__Exercise directions__
Could you rewrite every line from the one containing "[tag] dog's floppy ear: a pin per instance" through the last line of the items, inclusive, keeping the tag lines as they are and shifting each answer coordinate up by 53?

====

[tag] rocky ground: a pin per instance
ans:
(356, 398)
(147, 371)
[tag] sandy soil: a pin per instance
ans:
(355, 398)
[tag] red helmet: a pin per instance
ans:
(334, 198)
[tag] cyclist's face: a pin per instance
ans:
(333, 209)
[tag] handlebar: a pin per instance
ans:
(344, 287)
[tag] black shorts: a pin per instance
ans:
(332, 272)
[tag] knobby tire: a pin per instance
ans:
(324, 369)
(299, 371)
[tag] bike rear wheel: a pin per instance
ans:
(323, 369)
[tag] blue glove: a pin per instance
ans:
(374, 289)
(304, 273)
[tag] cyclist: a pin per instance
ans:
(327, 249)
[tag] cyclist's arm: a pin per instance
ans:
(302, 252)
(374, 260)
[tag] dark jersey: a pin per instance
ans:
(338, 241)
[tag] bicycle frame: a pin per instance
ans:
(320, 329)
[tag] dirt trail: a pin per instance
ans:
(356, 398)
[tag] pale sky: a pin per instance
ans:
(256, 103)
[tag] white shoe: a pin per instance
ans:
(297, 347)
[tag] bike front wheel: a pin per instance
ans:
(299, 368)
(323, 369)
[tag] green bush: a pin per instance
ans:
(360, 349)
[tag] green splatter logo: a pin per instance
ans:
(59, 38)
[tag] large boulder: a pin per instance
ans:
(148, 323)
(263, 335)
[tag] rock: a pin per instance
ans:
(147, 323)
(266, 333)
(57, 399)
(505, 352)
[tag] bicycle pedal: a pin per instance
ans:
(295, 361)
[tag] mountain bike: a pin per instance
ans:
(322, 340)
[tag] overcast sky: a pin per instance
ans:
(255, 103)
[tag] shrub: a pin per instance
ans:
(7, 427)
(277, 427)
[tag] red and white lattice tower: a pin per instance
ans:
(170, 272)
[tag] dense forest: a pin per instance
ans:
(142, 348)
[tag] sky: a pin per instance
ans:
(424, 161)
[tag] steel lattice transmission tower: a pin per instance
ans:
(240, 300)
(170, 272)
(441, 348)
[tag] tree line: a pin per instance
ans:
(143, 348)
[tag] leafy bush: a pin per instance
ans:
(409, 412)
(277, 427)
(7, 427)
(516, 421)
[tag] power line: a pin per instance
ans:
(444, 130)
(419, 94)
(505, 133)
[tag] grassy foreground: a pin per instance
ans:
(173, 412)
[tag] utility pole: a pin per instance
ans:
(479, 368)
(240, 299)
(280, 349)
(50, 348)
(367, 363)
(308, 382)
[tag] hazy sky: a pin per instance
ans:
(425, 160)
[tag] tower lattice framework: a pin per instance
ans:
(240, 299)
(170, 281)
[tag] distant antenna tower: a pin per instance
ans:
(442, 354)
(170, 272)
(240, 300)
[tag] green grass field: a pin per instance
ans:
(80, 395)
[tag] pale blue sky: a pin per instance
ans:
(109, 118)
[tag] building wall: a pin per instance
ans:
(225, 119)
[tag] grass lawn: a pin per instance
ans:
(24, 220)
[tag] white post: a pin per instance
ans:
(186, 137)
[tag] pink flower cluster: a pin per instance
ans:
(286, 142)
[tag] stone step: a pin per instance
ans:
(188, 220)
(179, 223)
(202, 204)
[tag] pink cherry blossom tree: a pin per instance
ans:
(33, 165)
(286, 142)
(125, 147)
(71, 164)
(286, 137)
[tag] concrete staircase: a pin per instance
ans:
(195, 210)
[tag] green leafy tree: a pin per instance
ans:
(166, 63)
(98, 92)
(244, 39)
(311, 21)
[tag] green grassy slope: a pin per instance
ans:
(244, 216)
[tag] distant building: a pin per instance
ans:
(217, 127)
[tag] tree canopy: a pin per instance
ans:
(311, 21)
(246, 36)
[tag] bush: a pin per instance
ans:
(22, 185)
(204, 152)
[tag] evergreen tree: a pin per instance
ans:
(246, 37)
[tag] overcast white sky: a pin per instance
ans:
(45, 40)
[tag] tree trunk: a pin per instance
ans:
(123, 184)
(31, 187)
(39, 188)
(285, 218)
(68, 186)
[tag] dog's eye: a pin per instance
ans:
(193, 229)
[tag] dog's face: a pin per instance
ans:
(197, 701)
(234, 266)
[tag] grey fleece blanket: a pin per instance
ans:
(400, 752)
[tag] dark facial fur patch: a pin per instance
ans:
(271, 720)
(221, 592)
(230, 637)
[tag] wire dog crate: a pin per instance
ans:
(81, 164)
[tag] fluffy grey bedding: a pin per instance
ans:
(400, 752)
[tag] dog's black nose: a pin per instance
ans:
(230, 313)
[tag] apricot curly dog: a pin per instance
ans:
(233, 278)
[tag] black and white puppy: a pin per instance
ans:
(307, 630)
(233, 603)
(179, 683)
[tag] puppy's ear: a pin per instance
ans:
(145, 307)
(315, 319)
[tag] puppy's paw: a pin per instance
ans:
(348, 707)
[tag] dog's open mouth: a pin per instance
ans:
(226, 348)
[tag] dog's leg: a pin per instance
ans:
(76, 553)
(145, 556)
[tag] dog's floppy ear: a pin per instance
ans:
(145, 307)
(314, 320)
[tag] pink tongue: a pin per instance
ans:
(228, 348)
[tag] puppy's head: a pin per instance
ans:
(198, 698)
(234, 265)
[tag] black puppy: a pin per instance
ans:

====

__Result of this task__
[tag] dog's floppy ear: a pin per instance
ans:
(198, 360)
(367, 373)
[tag] pink tongue: a pin per instance
ans:
(281, 401)
[tag] puppy's head: a pin per instance
ans:
(251, 751)
(287, 318)
[tag] black puppy: a pin per instance
ans:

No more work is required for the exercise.